## SOURCE EXTRACT
# Gigacage!



## Kirjava (Jul 14, 2010)

I've joked about this a few times in the past. I decided to actually do it. 







*7:08pm* - The journey begins






*7:38pm* - Made a layer - we're doing this Per style






*7:56pm* - Bad picture - although you can't even tell, I've done the F2L part of the cage. Starting to regret this






*8:36pm* - Cage is nearly done - onto the last layer! Time to bust out some comms






*8:37pm* - Ate a muffin :3






*8:47pm* - Let's see how long solving the wings takes me >_>






*8:56pm* - Got kinda stuck at this point














*9:01pm* - Cage is done! x3 (Now we get to the fun part)






*9:21pm* - One down, 10 to go  










*9:48pm* - All x centres done! Home stretch!






*9:57pm* - Coffee!






*10:07pm* - Half the centres are done! 3 hour mark :/






*10:18pm* - LwRw'f'RwLw'ULwRw'fRwLw'U' oshi- 






*10:20pm* - Solved! Took 3 hours 12 mins. (I wasn't constantly turning though)

The worst part about it was just how badly the puzzle turns. Aside from this I was rather enjoying being inventive with centre comms~

Anyone wanna buy a Gigaminx? ^_^


----------



## StachuK1992 (Jul 14, 2010)

GUISE
HE HAS SOME KINDA NOTEPAD IN THE LAST PIC, SO HE PROBABLY CHEATED.

But in all seriousness, that's awesome. That's probably how long it would take me if I were to do it the "right" way.


----------



## amostay2004 (Jul 14, 2010)

LOL the muffin made me laugh hard

The commutator expert does it again!


----------



## cuber952 (Jul 14, 2010)

## MATERIAL SUPPLIED
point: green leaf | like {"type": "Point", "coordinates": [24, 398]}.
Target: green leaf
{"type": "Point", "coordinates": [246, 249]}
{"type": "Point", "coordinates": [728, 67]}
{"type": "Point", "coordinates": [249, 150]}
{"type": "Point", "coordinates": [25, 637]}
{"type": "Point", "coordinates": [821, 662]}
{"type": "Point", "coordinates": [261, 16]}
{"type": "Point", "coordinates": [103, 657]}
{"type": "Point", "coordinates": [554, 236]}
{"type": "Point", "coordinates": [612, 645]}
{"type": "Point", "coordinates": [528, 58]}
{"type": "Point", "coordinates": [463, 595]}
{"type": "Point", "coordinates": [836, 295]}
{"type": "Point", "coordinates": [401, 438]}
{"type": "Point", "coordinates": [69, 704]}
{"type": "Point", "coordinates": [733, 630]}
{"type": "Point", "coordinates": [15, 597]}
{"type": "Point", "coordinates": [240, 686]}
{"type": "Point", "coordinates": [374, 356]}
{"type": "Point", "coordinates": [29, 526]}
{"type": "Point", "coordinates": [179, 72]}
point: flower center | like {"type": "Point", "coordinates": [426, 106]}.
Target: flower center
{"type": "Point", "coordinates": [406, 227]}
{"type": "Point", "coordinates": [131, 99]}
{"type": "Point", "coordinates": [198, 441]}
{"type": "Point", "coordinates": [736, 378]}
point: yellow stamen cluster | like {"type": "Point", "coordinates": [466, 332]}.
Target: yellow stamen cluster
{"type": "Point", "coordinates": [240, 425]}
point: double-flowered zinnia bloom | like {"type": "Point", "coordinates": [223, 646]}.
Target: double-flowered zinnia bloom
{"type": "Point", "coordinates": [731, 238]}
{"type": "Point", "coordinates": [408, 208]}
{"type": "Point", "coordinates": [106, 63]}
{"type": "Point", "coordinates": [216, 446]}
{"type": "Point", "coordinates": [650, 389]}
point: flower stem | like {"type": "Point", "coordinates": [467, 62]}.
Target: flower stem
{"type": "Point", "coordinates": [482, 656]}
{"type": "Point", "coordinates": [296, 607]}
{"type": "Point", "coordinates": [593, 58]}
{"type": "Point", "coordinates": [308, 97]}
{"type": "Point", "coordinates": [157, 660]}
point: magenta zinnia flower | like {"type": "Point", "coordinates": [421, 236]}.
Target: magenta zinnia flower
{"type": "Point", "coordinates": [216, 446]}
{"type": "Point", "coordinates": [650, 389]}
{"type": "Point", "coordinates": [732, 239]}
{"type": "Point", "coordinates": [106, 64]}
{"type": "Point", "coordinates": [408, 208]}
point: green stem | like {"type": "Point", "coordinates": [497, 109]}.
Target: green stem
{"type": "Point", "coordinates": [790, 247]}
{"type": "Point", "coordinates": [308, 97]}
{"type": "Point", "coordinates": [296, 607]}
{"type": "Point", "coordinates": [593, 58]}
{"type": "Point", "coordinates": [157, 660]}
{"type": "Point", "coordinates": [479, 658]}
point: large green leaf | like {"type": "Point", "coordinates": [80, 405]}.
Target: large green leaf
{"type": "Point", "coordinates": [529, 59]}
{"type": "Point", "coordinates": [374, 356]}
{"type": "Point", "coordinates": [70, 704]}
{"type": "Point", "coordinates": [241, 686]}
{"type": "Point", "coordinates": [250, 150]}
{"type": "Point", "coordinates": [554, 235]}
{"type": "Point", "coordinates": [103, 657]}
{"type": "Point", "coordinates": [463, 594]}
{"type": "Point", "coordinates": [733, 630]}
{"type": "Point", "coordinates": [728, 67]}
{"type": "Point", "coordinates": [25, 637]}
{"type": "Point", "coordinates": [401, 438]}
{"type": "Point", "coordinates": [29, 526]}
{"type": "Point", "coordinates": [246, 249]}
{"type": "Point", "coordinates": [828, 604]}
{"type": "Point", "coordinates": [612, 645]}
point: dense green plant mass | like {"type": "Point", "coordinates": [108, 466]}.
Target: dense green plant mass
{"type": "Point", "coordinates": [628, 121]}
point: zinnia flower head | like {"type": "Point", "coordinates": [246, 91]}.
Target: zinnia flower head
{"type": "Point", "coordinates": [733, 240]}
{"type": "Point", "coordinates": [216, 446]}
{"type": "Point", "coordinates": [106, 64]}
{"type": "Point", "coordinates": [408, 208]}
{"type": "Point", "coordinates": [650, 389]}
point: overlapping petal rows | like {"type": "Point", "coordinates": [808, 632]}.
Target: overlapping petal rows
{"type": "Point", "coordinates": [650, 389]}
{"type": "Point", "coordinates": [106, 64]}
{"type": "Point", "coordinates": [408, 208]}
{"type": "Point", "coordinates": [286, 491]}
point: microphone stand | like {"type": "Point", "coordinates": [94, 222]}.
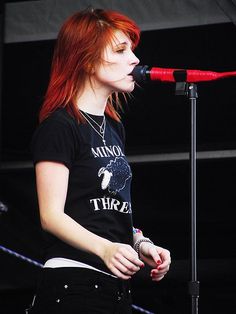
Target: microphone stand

## ACTIONS TO TAKE
**1)** Answer from the Gigacage thread:
(a) At what time did the solver eat a muffin?
(b) How long did the whole solve take?
(c) What did the solver call the worst part of the solve?
**2)** In the Gigacage thread, change "muffin" to "cookie" in the part between "But in all seriousness, that's" and "does it again!", inclusive, and write that part out again.
The rows have no connection to the Gigacage thread.

## ANSWERS FOR THE EXERCISE
**1)**
(a) 8:37pm
(b) 3 hours 12 mins
(c) How badly the puzzle turns

**2)**
But in all seriousness, that's awesome. That's probably how long it would take me if I were to do it the "right" way.


----------



## amostay2004 (Jul 14, 2010)

LOL the cookie made me laugh hard

The commutator expert does it again!